*TEXT BLOCK*.
FIG. 19 exemplarily illustrates the configurable sound field 1700 generated by the 3D sound processing application 1602 exemplarily illustrated in FIG. 16 and FIG. 33, showing a reconstruction of a scene of a concert stage at a music concert with the user 1703 standing in the middle of the concert stage. The configurable 3D sound system 900 exemplarily illustrated in FIG. 9 and FIG. 33, provides the user with a configured 3D audio experience, with the user 1703 standing among the musical instruments 1701 of the band, while a singer 1702 is circling the user 1703. The user may configure the positions and the movements of the sound sources on the generated configurable sound field 1700 to acoustically experience being in the center of the stage at the music concert with sounds of the musical instruments 1701 coming from the actual directions of origination. As exemplarily illustrated in FIG. 19, the user 1703 has placed himself/herself in the middle of the concert stage, surrounded by the musical instruments 1701 and the singer 1702, by entering his/her preference on the generated configurable sound field 1700 via the GUI. Therefore, the configurable 3D sound system 900 disclosed herein allows music artists to present their music to the user in an enhanced manner, and also enhances the performance of radio dramas and conference calls. The 3D binaural sound recording performed by the configurable 3D sound system 900 disclosed herein provides special effects and acoustic experiences to a user, for example, by allowing the user to move the sound source around the user 1703, move the sound source up and down, etc., on the configurable sound field 1700. The configurable 3D sound system 900 enhances the dramatic performance of radio drama shows and podcasts. Moreover, the configurable 3D sound system 900 provides a method of communication among multiple people, for example, in a conference call, by placing different speaking users at different spots to mimic a real conference room environment.

FIG. 20 illustrates a method for generating a configurable three-dimensional (3D) binaural sound from a stereo sound. Most music production systems currently available are in the stereo sound format. The method disclosed herein provides 102 the 3D sound processing application 1602 exemplarily illustrated in FIG. 16 and FIG. 33. The 3D sound processing application 1602 is executable by at least one processor configured to generate a configurable 3D binaural sound from a stereo sound. In this method, the 3D sound processing application 1602 acquires 2001 a sound input, for example, a stereo sound or stereo music in one of multiple formats from multiple sound sources positioned in a 3D space. In an embodiment, the sound source is a microphone or a microphone element that records a sound input. In an embodiment, microphones 912 positioned in the 3D space exemplarily illustrated in FIG. 9, and operably coupled to the 3D sound processing application 1602 record a sound input, that is, a stereo sound in one of multiple formats. The stereo sound can be acquired by two separated microphones 912 or by a microphone array system 902 as exemplarily illustrated in FIGS. 9-10 and FIGS. 14B-14C. The 3D sound processing application 1602 acquires the recorded stereo sound from the microphones 912 or the microphone array system 902. In another embodiment, the 3D sound processing application 1602 acquires any existing or pre-recorded stereo sound.

*SET PROBLEM 1*. Translate this sentence from the passage on 3D sound into Spanish: "Most music production systems currently available are in the stereo sound format."

*Dataset rows showing where objects appear*.
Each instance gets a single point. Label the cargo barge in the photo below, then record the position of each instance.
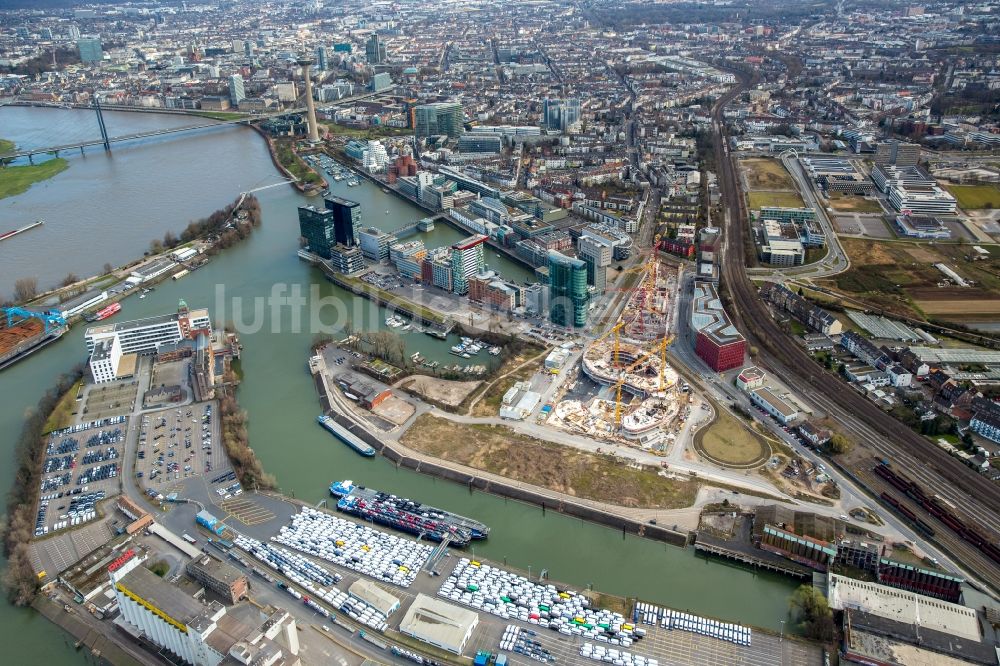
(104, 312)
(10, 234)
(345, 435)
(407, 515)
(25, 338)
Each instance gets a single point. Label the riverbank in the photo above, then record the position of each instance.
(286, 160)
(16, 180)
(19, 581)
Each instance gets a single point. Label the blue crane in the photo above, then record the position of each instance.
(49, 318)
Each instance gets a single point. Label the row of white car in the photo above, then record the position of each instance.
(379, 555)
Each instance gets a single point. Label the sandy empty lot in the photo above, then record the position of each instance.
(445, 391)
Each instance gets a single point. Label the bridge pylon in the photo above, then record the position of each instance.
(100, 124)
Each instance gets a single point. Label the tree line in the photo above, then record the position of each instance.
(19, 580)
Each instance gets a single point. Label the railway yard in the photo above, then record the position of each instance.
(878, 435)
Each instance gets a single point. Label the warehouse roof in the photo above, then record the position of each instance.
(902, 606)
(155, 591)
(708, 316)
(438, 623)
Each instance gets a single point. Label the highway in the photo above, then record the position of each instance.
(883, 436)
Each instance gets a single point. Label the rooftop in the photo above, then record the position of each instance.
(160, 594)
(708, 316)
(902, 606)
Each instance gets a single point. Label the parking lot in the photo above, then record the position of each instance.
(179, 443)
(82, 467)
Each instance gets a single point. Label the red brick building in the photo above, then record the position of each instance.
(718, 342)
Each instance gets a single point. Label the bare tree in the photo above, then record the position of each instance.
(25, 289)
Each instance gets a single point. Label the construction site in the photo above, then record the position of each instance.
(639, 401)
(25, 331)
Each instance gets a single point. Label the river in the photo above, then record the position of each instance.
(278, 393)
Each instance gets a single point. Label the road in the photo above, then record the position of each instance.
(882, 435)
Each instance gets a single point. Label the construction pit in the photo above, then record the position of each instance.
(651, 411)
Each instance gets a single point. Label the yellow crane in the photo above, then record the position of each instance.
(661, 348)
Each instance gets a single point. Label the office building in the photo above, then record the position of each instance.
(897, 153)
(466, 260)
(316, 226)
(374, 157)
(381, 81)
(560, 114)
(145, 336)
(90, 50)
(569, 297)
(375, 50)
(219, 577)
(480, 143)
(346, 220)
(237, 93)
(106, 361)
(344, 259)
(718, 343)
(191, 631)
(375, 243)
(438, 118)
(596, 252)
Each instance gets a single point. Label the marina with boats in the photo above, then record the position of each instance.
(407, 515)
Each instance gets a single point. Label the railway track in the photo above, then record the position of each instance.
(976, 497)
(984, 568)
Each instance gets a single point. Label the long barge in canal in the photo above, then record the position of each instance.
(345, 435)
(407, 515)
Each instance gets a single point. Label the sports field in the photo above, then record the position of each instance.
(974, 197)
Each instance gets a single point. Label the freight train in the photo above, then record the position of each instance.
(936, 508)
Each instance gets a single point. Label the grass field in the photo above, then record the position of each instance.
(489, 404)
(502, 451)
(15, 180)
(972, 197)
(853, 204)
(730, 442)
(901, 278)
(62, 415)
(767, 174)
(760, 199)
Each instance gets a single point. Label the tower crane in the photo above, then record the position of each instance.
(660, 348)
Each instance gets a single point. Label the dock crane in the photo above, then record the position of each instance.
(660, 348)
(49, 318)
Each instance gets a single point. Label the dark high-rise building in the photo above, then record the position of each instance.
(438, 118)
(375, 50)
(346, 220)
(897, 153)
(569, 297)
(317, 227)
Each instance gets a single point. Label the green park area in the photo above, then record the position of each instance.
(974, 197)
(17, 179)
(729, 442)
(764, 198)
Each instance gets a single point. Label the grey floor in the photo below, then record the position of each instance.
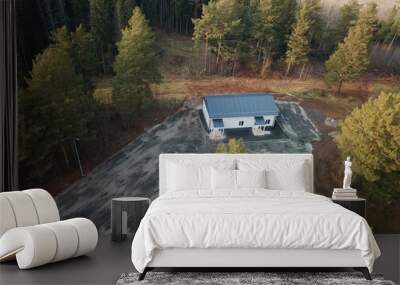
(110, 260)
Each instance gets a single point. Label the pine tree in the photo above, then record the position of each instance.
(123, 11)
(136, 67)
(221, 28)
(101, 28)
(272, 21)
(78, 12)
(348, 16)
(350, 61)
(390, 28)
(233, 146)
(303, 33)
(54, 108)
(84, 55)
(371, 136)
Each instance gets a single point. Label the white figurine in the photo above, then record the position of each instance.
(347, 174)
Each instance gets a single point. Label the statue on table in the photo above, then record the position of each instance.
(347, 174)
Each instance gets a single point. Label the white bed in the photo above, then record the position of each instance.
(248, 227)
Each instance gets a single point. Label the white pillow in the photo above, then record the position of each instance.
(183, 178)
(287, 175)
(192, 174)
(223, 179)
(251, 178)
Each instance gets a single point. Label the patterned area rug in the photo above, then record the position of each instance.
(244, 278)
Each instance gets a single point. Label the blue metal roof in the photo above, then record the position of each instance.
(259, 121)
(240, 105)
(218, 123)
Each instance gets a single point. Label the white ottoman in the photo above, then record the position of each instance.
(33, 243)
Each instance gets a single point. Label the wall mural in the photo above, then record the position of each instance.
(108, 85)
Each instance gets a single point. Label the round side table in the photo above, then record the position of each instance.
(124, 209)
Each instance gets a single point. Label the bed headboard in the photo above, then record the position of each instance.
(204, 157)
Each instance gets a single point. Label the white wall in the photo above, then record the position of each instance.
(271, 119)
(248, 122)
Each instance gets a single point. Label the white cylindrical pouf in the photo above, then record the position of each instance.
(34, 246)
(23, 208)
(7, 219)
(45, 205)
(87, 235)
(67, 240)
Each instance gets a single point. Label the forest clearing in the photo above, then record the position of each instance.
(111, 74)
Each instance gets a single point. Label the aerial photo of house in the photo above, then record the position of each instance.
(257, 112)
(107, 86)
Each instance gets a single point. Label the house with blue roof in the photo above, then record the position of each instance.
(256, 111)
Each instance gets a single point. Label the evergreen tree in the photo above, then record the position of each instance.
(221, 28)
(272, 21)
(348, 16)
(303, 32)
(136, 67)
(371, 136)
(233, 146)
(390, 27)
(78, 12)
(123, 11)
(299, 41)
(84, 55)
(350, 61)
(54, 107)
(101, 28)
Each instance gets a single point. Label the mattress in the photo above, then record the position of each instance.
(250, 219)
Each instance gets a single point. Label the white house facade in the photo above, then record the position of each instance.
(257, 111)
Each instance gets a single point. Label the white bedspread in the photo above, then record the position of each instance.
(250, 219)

*SET PROBLEM 2*. List every line of the records above that contains the word "area". Matches must be case-sensitive.

*EXERCISE OUTPUT 1*. La mayoría de los sistemas de producción musical disponibles actualmente están en formato de sonido estéreo.

*EXERCISE OUTPUT 2*.
Each instance gets a single point. Label the green park area in the photo above, then record the position of each instance.
Each instance gets a single point. Label the patterned area rug in the photo above, then record the position of each instance.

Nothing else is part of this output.